## JOB
Your output is the line containing "output x=117, y=292." plus all lines after it to the end of the records, reproduced exactly, with nothing else.
· · · · ·
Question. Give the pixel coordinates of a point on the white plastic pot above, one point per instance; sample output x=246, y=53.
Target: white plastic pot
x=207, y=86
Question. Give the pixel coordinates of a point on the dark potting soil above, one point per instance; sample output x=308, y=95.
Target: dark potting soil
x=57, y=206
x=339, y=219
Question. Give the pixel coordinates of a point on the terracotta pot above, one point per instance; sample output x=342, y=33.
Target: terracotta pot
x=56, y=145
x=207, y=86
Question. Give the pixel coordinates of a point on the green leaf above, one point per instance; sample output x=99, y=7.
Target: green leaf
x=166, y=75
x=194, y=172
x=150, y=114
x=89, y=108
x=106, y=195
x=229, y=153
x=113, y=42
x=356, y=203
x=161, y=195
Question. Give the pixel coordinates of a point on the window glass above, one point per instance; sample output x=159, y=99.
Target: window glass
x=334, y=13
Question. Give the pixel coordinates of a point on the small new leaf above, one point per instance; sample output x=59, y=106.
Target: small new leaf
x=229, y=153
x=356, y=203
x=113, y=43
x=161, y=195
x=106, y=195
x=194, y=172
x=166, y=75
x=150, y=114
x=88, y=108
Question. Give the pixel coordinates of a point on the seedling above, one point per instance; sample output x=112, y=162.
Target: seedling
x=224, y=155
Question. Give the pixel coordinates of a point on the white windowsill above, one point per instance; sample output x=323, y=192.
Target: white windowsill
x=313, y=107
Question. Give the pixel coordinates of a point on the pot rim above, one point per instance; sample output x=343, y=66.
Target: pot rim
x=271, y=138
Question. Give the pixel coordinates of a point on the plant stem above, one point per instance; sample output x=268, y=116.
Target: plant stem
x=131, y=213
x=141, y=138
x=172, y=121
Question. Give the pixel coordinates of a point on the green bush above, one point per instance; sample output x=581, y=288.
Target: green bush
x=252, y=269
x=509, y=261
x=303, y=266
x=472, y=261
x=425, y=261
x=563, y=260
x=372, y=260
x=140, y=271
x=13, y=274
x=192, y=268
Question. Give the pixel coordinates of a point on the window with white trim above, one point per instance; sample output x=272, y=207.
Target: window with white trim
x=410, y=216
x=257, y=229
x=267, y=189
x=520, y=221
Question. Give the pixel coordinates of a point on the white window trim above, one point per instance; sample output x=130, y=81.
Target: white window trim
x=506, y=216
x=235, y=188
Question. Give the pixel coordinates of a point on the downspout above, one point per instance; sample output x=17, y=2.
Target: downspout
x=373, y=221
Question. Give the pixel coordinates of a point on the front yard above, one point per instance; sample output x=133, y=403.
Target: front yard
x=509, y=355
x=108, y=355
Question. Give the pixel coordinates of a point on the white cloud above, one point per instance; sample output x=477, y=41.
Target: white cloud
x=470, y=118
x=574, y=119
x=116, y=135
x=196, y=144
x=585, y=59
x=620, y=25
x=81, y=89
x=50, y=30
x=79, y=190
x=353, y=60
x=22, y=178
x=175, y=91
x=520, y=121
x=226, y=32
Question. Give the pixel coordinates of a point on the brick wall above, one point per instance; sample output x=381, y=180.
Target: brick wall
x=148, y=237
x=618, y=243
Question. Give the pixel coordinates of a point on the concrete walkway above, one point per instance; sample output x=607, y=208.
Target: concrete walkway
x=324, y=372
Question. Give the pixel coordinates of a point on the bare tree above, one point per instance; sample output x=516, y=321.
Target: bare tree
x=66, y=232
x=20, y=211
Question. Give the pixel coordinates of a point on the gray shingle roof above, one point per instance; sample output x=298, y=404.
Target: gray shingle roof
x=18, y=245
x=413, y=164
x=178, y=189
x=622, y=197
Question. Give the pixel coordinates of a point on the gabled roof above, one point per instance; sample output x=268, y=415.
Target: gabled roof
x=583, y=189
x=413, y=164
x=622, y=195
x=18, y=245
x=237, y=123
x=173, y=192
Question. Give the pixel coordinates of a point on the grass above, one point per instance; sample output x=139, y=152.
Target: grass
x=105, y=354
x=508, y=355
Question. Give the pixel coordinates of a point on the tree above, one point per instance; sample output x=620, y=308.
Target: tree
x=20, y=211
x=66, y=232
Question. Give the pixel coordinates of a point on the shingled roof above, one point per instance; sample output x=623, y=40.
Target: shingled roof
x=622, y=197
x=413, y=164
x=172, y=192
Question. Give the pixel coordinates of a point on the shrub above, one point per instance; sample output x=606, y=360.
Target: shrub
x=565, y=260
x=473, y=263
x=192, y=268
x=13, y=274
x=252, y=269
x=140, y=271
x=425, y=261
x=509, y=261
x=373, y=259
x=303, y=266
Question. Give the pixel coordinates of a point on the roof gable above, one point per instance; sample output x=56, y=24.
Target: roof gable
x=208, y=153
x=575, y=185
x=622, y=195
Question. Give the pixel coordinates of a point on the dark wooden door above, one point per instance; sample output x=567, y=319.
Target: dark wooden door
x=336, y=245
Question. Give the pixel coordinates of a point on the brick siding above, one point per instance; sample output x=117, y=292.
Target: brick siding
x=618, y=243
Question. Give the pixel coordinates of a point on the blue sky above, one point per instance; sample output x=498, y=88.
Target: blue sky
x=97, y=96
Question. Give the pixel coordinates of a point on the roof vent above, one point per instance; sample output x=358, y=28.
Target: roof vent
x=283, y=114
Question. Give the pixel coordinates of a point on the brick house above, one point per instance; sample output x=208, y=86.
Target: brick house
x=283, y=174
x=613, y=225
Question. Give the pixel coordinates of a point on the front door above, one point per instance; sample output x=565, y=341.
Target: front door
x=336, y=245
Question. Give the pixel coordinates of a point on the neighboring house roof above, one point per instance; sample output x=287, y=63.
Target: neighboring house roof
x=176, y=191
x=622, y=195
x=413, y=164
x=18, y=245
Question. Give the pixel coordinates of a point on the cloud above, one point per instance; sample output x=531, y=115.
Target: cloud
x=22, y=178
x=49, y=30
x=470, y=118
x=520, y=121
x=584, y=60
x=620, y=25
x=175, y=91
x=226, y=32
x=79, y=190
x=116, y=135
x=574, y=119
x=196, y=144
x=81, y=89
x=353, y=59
· · · · ·
## FULL SOLUTION
Question. Give the pixel coordinates of a point on the brick siding above, one point per instance; sample output x=117, y=292.
Target: brick siding
x=618, y=243
Question. Give the pixel coordinates of a point on the blue sky above, one point per instance; sample output x=498, y=88.
Target: blue sky
x=97, y=96
Question. Give the pixel coordinates of a point on the roof vent above, one point per instance; sample output x=358, y=28.
Target: roof vent
x=283, y=114
Question. Give the pixel coordinates of a point on the brick house above, one point per instance; sample output x=208, y=86.
Target: brick house
x=283, y=174
x=613, y=225
Question. Give the pixel coordinates of a point on the front door above, one point per instance; sample output x=565, y=341.
Target: front door
x=336, y=245
Question. Give the pixel coordinates of a point on the neighboring house roof above, one point per instance; sample output x=287, y=63.
Target: neighboring house roof
x=176, y=191
x=622, y=195
x=413, y=164
x=18, y=245
Question. Give the pixel coordinates of a point on the cloud above, one point per instance; sample output x=531, y=115.
Target: cloud
x=22, y=178
x=49, y=30
x=470, y=118
x=520, y=121
x=584, y=60
x=620, y=25
x=175, y=91
x=226, y=32
x=79, y=190
x=116, y=135
x=574, y=119
x=196, y=144
x=81, y=89
x=353, y=59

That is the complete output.